_Problem details_
Count the lines in the records below that contain the word "paper", and give only that count.

_Provided records_
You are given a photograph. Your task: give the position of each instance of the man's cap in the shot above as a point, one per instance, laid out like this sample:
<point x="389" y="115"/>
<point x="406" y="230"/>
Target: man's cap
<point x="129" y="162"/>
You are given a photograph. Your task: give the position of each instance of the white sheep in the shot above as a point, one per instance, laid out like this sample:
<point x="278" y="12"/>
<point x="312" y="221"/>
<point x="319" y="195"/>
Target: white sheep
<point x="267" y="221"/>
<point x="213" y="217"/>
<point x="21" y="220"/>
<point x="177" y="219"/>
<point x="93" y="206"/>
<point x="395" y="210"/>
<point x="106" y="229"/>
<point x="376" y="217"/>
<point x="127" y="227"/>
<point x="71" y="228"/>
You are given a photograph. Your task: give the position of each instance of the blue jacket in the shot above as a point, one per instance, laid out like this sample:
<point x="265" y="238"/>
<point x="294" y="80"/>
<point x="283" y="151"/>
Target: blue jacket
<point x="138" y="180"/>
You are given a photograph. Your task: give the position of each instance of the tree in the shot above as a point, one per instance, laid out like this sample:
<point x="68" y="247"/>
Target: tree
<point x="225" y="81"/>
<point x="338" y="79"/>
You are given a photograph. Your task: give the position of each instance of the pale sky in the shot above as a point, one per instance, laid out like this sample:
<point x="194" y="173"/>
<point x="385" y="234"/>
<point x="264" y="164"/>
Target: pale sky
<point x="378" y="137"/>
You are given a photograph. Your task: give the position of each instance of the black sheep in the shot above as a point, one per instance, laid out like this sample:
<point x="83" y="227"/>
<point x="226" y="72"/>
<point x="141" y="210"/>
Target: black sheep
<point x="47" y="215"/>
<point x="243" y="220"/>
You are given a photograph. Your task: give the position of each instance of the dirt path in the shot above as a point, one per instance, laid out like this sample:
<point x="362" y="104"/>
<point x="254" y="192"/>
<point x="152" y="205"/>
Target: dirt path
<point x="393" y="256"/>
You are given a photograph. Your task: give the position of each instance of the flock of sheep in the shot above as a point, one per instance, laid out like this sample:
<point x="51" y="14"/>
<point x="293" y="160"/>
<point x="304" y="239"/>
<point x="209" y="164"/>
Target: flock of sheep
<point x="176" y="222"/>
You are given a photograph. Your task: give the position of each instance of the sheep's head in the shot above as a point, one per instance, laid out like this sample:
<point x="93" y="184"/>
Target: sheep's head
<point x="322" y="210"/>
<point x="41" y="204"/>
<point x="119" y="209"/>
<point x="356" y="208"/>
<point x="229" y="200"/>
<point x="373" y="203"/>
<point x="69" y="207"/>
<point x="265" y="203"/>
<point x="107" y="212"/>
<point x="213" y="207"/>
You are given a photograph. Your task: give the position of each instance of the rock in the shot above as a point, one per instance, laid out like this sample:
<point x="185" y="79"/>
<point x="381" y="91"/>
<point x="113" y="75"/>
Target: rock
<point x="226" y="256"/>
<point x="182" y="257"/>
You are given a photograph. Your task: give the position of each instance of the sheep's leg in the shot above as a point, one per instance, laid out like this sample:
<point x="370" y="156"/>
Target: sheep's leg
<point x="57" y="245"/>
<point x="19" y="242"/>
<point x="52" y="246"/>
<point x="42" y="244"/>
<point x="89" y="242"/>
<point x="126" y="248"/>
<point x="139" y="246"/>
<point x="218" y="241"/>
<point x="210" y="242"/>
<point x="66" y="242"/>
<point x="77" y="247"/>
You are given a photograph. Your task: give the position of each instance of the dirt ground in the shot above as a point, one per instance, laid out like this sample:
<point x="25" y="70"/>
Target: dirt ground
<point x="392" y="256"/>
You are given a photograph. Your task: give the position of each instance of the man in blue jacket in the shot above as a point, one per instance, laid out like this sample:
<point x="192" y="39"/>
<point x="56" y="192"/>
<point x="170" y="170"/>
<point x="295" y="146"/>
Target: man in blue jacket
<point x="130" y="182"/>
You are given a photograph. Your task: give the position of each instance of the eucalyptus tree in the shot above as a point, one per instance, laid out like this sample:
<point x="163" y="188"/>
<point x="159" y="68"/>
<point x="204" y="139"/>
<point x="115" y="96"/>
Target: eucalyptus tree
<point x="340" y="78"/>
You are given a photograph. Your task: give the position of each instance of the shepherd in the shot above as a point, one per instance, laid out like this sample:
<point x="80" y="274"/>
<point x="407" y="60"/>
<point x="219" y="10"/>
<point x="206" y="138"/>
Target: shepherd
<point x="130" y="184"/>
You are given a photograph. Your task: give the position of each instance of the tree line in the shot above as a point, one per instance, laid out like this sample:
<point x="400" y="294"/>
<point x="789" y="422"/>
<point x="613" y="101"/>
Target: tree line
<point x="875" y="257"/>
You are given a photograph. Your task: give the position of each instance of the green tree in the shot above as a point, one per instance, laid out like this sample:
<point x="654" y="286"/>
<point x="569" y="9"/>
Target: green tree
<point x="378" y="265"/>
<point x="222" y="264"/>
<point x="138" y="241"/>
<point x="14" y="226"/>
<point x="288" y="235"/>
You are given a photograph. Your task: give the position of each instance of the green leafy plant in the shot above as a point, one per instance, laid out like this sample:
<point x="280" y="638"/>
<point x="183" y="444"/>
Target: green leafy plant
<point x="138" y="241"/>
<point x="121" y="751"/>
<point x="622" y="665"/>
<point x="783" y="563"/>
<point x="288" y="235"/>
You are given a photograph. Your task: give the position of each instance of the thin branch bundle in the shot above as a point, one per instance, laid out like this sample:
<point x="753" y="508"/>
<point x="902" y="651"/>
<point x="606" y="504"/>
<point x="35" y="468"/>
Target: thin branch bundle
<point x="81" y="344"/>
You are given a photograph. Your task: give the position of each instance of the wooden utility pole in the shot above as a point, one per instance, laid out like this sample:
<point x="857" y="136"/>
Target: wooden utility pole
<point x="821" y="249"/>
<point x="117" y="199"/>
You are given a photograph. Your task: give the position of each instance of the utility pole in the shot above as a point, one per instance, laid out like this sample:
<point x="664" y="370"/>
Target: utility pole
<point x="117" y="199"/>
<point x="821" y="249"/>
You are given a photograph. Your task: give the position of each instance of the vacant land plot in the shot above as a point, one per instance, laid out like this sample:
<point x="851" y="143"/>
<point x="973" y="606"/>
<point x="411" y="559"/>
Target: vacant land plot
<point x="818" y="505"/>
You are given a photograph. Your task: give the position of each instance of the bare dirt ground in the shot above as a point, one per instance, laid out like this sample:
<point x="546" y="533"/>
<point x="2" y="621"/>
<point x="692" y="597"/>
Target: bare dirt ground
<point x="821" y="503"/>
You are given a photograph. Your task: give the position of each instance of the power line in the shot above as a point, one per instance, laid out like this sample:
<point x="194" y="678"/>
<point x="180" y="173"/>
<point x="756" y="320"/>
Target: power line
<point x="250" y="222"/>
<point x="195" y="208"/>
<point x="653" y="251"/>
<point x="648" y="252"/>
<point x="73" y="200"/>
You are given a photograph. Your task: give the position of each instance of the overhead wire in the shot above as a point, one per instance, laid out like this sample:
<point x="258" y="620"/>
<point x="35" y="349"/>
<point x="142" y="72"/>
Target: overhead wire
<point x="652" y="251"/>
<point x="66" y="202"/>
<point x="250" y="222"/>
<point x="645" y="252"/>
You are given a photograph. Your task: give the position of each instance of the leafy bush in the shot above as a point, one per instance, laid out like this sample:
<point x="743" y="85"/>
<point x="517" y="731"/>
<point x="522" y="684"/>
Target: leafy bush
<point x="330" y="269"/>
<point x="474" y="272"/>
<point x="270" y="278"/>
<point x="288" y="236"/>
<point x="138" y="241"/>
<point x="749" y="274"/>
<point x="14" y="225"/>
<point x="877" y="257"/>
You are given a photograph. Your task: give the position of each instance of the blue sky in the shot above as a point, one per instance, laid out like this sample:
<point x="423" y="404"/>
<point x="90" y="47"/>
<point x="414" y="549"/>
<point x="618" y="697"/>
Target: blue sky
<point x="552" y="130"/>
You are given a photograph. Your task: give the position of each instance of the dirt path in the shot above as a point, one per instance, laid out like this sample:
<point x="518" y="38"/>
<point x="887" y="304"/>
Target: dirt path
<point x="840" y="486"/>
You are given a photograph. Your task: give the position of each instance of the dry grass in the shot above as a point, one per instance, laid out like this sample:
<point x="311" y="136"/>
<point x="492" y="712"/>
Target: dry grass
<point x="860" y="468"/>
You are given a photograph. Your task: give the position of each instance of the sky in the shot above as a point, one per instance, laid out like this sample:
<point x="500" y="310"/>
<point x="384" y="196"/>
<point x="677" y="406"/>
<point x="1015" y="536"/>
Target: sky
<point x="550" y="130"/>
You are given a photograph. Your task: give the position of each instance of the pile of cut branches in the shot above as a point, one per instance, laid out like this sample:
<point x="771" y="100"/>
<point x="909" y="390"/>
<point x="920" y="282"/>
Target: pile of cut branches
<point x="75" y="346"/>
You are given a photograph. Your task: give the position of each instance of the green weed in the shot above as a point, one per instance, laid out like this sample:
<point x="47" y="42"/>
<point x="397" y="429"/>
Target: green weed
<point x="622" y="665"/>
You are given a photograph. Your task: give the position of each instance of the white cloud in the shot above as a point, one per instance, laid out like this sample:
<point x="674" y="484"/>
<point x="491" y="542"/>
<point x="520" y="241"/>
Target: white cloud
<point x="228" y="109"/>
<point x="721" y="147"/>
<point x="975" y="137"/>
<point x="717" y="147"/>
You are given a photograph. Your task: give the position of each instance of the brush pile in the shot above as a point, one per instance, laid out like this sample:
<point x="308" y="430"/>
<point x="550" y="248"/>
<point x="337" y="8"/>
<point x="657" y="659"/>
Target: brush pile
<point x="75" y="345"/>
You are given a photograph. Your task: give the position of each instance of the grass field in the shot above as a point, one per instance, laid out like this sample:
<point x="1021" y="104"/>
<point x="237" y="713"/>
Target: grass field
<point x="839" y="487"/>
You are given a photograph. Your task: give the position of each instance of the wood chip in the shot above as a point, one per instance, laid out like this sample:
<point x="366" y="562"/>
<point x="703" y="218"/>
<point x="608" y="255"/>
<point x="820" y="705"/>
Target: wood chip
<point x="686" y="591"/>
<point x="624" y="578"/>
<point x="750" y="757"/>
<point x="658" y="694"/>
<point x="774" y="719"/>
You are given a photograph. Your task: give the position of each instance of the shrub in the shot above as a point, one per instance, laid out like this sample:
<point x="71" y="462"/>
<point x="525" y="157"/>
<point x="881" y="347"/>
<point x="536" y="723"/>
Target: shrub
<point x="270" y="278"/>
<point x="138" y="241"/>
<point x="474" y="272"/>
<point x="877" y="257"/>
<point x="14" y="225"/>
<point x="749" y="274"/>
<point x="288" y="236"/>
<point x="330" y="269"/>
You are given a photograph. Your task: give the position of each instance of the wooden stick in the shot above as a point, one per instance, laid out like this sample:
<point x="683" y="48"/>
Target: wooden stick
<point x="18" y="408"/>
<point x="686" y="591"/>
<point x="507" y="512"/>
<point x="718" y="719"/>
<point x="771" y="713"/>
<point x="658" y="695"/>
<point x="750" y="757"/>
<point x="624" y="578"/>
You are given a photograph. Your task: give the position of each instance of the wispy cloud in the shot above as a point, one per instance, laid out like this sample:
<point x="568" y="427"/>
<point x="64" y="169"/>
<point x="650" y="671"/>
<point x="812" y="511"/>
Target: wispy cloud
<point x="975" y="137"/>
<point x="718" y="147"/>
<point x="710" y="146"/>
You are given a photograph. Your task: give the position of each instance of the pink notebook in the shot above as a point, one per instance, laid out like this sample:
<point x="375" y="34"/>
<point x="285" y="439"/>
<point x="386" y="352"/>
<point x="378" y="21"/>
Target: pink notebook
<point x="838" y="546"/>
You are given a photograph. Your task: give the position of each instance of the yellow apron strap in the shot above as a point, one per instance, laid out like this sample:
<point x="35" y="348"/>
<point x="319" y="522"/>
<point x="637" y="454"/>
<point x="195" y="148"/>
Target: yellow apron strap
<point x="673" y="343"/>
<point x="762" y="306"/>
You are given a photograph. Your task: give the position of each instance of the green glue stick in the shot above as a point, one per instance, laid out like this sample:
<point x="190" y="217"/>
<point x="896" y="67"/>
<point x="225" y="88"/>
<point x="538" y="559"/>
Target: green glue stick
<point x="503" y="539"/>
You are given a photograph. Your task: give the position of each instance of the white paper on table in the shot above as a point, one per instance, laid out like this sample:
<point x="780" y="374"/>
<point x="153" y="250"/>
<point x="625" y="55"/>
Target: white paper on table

_Response_
2